Tally the lines of the material below that contain the string "water". Reply with the number alone.

_Records to use:_
::::

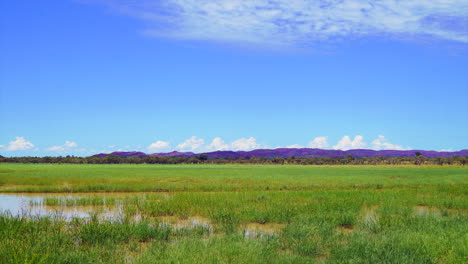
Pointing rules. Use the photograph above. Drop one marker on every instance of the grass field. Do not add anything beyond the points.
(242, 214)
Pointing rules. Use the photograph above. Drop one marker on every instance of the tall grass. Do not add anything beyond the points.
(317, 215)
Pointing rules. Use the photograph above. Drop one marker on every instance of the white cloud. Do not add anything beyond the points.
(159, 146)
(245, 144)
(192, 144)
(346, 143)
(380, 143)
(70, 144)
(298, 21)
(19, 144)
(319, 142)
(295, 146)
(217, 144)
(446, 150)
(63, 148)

::::

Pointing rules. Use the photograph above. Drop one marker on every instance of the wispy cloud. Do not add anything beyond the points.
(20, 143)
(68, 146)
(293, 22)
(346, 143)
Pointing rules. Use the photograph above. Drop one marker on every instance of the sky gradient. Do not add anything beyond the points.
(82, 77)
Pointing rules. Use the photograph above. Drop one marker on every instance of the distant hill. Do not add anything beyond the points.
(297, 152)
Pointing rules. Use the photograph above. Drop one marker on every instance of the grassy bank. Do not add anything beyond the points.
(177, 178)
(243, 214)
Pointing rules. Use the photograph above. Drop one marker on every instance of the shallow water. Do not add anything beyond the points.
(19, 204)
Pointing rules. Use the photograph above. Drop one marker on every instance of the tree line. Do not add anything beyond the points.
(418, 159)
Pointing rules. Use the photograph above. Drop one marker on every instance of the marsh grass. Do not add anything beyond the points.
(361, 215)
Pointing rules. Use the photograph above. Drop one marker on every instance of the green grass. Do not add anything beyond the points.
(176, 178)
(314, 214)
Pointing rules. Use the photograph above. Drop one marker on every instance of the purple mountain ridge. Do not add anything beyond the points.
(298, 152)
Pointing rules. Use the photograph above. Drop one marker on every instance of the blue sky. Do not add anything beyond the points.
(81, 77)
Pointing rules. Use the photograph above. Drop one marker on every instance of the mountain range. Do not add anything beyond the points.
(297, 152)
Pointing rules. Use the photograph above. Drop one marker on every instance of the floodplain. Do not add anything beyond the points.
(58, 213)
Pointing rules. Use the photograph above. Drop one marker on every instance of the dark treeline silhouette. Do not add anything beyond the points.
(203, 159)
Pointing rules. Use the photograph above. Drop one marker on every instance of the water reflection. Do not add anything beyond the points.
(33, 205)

::::

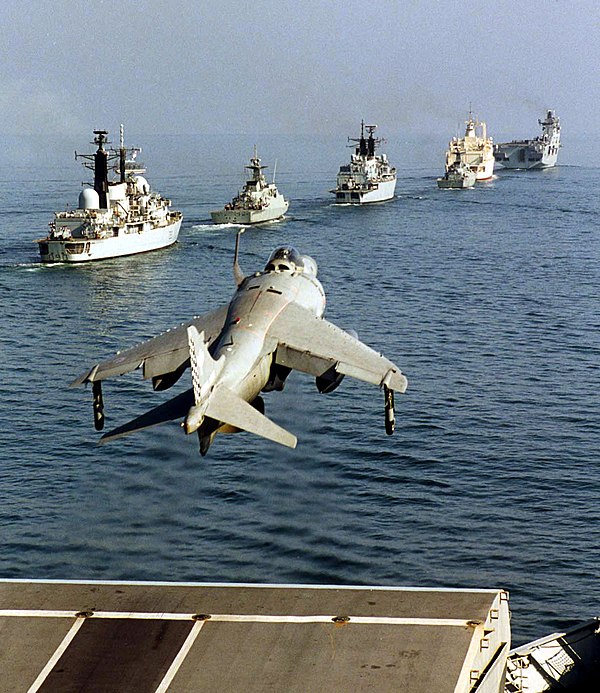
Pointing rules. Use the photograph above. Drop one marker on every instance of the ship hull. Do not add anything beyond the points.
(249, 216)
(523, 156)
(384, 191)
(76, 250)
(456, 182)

::::

_Result for this task:_
2